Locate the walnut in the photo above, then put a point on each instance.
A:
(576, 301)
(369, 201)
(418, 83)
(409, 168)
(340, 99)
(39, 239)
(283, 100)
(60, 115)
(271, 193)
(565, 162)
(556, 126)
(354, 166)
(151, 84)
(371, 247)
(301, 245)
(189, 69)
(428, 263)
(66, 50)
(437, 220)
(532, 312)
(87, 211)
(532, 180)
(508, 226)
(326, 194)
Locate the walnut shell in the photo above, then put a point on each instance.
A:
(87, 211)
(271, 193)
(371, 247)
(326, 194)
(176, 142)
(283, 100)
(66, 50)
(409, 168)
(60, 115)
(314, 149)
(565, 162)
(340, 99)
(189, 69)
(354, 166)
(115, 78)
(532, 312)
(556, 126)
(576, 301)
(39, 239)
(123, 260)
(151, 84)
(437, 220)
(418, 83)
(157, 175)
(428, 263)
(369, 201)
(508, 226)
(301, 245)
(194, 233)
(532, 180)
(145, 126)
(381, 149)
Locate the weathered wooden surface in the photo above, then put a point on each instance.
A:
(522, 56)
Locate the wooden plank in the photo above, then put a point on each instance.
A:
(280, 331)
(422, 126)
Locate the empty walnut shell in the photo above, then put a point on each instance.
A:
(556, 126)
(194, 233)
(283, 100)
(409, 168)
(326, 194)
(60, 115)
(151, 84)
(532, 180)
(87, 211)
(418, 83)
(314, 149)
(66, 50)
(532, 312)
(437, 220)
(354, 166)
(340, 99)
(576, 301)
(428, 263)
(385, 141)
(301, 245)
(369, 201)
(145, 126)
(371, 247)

----

• **ASSIGNED TASK**:
What you return must match, line for line, the data from the line containing "Locate the empty" to its end, both ends included.

• **RESPONSE TO THE EXERCISE**:
Locate the empty walnut shell in the photo above, then put a point on each instance.
A:
(556, 126)
(194, 233)
(283, 100)
(409, 168)
(326, 194)
(60, 115)
(151, 84)
(532, 180)
(87, 211)
(418, 83)
(314, 149)
(66, 50)
(532, 312)
(437, 220)
(354, 166)
(340, 99)
(576, 301)
(428, 263)
(385, 141)
(301, 245)
(369, 201)
(145, 126)
(371, 247)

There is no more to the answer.